> **CONSIGNE A**
Reproduisez tel quel tout le passage du texte sur la loi relative au renseignement, depuis « Lors de la dernière » jusqu'à « pourra être sanctionné. ».

> **TEXTE DU DOCUMENT**
┌──
Lors de la dernière matinée, les députés ont créé un statut de "lanceur d'alerte" pour protéger un agent du renseignement qui souhaiterait révéler l'utilisation de techniques illégales à la suite de l'affaire Snowden (l'informaticien américain qui a dénoncé les pratiques massives d'espionnage de la NSA). L'agent devra contacter la nouvelle autorité créée, la Commission nationale de contrôle des techniques de renseignement (CNCTR), habilitée au secret défense, et il ne pourra être sanctionné.

 

Autre vote, la création d'un fichier des auteurs d'infractions terroristes, dont les données pourront être inscrites dès la mise en examen et conservées pendant 20 ans. Ce fichier avait été annoncé après les attentats de Paris qui avaient démontré lors de l'enquête "des difficultés liées à la localisation et à la domiciliation de personnes précédemment condamnées pour terrorisme", selon le gouvernement.

 

Les débats se sont achevés dans un climat plus apaisé que les jours précédents, où des accusations de "loi liberticide" avaient fleuri sur tous les bancs, à l'indignation de ManuelValls, qui a distingué "ceux qui ont le sens de l'Etat" et "ceux qui parfois, malheureusement, ne l'ont pas", et du ministre de l'Intérieur Bernard Cazeneuve.
└──
> **CONSIGNE B**
Rassemblez chacune des lignes des enregistrements ci-dessous qui contiennent le mot « balcony ».

> **ENREGISTREMENTS**
┌──
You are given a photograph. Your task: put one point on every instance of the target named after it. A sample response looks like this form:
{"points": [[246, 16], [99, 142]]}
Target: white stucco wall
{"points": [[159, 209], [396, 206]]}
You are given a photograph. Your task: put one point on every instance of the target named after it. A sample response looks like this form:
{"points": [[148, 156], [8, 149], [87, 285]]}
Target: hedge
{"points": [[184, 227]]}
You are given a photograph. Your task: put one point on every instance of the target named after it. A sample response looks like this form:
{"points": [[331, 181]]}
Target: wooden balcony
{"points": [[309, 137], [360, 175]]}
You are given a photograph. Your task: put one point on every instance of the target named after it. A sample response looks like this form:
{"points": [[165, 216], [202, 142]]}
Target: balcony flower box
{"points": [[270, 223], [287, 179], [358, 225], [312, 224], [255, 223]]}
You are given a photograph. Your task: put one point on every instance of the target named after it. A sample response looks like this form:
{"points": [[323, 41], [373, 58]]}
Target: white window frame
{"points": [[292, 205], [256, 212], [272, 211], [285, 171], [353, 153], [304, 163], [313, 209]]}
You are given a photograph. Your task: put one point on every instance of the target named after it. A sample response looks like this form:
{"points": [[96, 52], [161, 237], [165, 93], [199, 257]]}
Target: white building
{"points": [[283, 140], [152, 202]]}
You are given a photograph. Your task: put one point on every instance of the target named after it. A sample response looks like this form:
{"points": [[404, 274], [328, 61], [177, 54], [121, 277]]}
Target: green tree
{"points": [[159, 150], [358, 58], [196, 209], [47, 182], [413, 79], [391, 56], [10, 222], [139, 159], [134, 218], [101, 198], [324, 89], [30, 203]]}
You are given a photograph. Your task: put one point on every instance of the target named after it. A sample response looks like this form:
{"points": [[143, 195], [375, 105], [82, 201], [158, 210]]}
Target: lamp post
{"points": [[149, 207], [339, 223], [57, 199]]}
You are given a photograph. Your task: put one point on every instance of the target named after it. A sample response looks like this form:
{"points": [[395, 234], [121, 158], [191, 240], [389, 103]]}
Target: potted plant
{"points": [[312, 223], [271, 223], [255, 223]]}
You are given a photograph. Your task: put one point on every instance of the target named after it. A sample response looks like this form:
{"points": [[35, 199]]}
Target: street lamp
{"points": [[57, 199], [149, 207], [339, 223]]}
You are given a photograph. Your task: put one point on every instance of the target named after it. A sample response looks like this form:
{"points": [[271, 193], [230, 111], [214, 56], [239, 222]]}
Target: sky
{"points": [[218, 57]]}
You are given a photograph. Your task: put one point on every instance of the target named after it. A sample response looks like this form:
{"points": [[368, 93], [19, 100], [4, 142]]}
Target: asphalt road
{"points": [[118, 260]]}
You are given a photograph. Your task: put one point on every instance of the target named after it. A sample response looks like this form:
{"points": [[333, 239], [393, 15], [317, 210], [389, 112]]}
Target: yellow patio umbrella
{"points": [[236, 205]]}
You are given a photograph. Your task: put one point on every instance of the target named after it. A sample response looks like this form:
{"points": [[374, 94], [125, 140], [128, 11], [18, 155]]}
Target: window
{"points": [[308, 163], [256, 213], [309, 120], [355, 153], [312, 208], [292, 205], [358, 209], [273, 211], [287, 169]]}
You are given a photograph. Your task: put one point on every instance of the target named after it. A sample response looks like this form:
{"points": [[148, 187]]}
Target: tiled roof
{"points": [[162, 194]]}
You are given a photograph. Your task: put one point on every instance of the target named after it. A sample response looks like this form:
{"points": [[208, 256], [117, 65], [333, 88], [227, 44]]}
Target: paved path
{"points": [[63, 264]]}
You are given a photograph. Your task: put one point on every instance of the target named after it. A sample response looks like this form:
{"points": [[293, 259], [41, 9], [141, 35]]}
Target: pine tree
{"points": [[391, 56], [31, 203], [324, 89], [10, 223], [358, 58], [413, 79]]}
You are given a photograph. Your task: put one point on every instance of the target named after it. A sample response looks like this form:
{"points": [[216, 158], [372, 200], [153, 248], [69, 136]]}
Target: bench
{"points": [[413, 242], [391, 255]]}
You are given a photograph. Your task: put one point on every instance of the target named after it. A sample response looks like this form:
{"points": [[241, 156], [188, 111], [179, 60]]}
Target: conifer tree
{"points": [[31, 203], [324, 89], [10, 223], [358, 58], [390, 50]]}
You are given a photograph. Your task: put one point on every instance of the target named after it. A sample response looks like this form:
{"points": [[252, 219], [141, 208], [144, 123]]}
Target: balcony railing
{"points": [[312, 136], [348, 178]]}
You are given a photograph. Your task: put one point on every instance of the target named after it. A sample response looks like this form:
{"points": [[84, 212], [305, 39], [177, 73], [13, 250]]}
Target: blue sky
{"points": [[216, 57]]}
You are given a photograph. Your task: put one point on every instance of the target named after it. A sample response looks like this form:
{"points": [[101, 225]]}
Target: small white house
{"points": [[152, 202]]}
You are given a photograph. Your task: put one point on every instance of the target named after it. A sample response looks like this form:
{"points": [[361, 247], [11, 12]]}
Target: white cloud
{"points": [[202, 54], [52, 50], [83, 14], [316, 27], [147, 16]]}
└──
> **RÉPONSE A**
Lors de la dernière matinée, les députés ont créé un statut de "lanceur d'alerte" pour protéger un agent du renseignement qui souhaiterait révéler l'utilisation de techniques illégales à la suite de l'affaire Snowden (l'informaticien américain qui a dénoncé les pratiques massives d'espionnage de la NSA). L'agent devra contacter la nouvelle autorité créée, la Commission nationale de contrôle des techniques de renseignement (CNCTR), habilitée au secret défense, et il ne pourra être sanctionné.

> **RÉPONSE B**
Target: wooden balcony
Target: balcony flower box
Target: balcony railing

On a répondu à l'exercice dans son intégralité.